┏━━
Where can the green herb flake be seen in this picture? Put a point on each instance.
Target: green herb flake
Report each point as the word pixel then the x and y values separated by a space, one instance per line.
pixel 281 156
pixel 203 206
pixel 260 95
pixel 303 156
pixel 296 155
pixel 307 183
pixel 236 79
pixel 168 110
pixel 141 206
┗━━
TASK OBJECTIVE: Transcribe all of the data, keeping every line identical.

EXERCISE ANSWER:
Where can the green herb flake be seen in this picture? Put a point on each instance.
Target: green herb flake
Report each point as the word pixel then the x and y values separated by a space, one instance per line.
pixel 281 156
pixel 203 206
pixel 260 95
pixel 303 156
pixel 296 155
pixel 307 183
pixel 236 79
pixel 168 110
pixel 141 206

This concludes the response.